TASK TO COMPLETE.
Format the lines of the items below as a numbered list, skipping any blank lines. Start at the line with "Might I ask you to point at the potted" and go through the line with "point(66, 15)", including both of those lines.

DATASET EXTRACT.

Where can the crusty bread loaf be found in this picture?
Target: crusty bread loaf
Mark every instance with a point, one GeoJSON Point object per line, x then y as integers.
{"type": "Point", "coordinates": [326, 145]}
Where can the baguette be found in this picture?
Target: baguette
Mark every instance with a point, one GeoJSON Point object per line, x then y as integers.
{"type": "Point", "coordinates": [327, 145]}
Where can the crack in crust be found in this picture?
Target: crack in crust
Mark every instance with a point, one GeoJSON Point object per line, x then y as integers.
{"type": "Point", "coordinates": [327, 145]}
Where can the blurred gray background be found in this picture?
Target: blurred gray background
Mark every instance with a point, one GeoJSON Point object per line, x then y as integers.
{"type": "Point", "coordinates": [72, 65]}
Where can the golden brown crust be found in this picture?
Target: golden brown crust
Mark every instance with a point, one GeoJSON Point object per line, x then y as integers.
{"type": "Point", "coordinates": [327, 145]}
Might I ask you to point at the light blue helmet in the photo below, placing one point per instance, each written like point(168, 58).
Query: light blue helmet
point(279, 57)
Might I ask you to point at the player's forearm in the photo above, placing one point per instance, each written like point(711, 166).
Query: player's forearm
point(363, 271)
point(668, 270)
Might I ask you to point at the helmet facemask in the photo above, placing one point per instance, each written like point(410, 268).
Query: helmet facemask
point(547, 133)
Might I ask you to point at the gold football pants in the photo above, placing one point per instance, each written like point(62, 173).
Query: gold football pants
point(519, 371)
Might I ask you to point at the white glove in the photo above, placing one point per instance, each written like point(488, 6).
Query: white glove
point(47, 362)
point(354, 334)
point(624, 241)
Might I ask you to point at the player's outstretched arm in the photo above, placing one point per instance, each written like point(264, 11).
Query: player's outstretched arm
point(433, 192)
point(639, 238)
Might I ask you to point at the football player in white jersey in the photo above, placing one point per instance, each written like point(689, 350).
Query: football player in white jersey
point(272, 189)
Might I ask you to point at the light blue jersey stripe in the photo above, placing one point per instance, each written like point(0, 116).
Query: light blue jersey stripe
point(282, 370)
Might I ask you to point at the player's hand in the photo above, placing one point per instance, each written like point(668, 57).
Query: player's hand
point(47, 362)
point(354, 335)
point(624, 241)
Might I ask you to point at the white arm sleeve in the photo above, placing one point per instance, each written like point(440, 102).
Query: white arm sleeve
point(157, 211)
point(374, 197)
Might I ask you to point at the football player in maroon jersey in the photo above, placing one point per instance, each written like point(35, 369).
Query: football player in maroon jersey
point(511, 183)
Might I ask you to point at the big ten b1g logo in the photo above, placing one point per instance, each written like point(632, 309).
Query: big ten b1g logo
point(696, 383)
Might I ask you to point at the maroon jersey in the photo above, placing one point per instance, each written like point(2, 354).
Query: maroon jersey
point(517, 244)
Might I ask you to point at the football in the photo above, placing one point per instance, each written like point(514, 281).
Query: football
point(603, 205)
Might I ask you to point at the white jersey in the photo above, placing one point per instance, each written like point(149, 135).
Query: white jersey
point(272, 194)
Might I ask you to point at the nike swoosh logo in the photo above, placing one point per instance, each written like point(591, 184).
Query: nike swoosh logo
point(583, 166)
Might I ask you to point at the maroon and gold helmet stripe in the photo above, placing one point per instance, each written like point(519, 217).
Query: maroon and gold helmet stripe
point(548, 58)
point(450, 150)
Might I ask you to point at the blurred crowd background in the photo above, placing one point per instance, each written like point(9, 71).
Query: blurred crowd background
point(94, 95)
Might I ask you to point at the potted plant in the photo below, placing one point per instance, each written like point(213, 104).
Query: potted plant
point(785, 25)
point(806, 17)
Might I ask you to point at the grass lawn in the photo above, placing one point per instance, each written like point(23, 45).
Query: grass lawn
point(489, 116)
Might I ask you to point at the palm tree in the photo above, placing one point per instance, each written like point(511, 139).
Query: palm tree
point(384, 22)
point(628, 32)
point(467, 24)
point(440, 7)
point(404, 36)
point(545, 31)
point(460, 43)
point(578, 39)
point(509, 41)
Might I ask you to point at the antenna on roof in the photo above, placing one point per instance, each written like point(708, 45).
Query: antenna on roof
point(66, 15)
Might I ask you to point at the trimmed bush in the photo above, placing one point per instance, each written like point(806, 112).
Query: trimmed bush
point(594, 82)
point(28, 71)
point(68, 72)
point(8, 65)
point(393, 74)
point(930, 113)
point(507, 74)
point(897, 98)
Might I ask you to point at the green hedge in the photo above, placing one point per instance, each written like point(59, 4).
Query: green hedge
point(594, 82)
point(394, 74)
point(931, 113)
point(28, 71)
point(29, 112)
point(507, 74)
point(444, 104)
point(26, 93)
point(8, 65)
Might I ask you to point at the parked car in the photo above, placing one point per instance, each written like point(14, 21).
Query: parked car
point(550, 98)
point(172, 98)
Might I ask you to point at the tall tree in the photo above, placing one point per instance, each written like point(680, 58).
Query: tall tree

EXERCISE RESPONSE.
1. Might I ask you to point at the potted plant in the photo below, placing one point per instance, each written like point(213, 104).
2. Query: potted plant
3. point(785, 25)
4. point(806, 17)
5. Might I ask you to point at the grass lawn in the photo above, placing one point per instance, each written like point(23, 45).
6. Query: grass lawn
7. point(489, 116)
8. Might I ask you to point at the palm tree in the photo above, placing one point per instance, each written like point(511, 139).
9. Query: palm tree
10. point(384, 22)
11. point(628, 32)
12. point(467, 24)
13. point(440, 7)
14. point(404, 36)
15. point(545, 31)
16. point(460, 43)
17. point(578, 39)
18. point(509, 41)
19. Might I ask you to point at the antenna on roof in the photo above, placing one point per instance, each written like point(708, 45).
20. Query: antenna on roof
21. point(66, 15)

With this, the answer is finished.